* **Aim of the exercise**:
Please reproduce every entry, keeping each one exact.
------ Data for review
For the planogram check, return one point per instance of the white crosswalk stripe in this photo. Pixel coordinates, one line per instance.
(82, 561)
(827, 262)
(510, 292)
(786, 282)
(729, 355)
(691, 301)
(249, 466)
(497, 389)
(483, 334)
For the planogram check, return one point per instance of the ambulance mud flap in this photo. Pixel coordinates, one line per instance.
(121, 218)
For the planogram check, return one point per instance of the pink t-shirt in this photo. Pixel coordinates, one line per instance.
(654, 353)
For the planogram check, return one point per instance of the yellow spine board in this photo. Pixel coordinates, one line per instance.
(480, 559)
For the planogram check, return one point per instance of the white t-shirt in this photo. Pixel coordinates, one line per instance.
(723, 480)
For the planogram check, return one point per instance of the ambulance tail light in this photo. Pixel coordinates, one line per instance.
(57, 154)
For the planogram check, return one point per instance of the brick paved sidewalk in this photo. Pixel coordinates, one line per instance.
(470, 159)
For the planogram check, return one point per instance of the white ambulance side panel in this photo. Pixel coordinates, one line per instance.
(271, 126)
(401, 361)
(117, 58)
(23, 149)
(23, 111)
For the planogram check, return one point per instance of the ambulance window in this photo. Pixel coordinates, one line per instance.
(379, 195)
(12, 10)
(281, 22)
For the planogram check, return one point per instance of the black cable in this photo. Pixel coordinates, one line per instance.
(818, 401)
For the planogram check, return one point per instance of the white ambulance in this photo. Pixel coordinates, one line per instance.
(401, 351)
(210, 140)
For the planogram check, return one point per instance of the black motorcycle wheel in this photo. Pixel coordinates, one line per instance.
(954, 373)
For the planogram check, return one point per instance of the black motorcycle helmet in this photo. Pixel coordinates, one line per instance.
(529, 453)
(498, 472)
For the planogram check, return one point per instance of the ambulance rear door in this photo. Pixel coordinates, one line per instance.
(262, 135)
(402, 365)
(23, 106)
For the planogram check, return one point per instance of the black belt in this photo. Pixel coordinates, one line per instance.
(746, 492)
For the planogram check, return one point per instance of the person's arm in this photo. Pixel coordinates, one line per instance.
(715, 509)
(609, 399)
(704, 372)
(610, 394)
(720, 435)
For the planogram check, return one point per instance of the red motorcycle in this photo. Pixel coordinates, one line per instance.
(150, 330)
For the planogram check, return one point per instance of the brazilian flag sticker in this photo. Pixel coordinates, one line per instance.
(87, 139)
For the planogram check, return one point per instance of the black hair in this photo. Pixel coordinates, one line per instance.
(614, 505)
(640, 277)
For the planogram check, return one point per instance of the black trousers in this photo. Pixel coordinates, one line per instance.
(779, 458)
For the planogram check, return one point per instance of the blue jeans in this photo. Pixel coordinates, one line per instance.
------------
* **Answer**:
For the planogram check, return one point per instance of the white crosswalk stripe in this photo. Pixel coordinates, one line per instance.
(82, 561)
(827, 262)
(510, 292)
(786, 282)
(729, 355)
(691, 301)
(249, 466)
(497, 389)
(483, 334)
For the planogram check, return one point per instance of the ambulance mud flap in this photo. Pixel coordinates, one line per instance.
(121, 218)
For the planogram check, return one point per instance of the pink t-shirt in this photo. Pixel coordinates, one line per instance.
(654, 353)
For the planogram check, return one point per instance of the yellow spine board in this photo. Pixel coordinates, one line per instance.
(480, 559)
For the planogram check, return one point per instance of the white t-shirt in this photo. Pixel coordinates, one line per instance.
(723, 480)
For the planogram check, return one point per instance of the ambulance tail light in this photo. Pixel coordinates, one line per instance.
(57, 154)
For the planogram check, return one point per instance of the brick paved sidewalk in this photo. Pixel coordinates, one line per instance.
(470, 159)
For the planogram check, return one point per instance of the white ambulance side panel in this photo. Pixel coordinates, one line per instance.
(271, 126)
(401, 361)
(117, 58)
(23, 149)
(23, 111)
For the planogram check, return one point per instance of the ambulance window in this photo. Pixel coordinates, one line per instance.
(379, 195)
(12, 10)
(281, 22)
For the planogram check, return one point per instance of the black cable in this photo. Pixel coordinates, one line per instance.
(818, 401)
For the planogram check, return one point per instance of the white ambulance in this photo. Pixel coordinates, one line per instance.
(401, 351)
(210, 140)
For the planogram check, return one point per instance of the black motorcycle wheel in this photo. Pixel coordinates, one line per instance.
(954, 373)
For the planogram check, return one point per instance of the black motorcycle helmet in this photo. Pixel coordinates, one line per instance.
(529, 453)
(498, 472)
For the planogram check, return one point per instance of the ambulance rear door in this photo. Pixel coordinates, one line per instance.
(262, 135)
(402, 365)
(23, 106)
For the planogram check, return one point per instance of the black belt in this photo. Pixel coordinates, one line per instance.
(746, 492)
For the planogram check, return one point per instance of the person's arm in this photo. Pixel coordinates, one line per instance.
(715, 509)
(609, 399)
(704, 372)
(610, 394)
(720, 435)
For the planogram check, return one point per instance of the red motorcycle in this photo. Pixel coordinates, one line per instance.
(150, 330)
For the planogram check, return one point per instance of the brazilian flag sticker in this photo. Pixel coordinates, one line per instance.
(87, 139)
For the planogram check, return one point per instance of the black hair in this photo. Pixel coordinates, one line per instance.
(614, 505)
(640, 277)
For the planogram check, return one point per instance of the black trousers in this photo. Pixel coordinates, one line per instance.
(779, 458)
For the planogram check, return one point per instance of the blue jeans in this photo. Pixel coordinates, one line per instance.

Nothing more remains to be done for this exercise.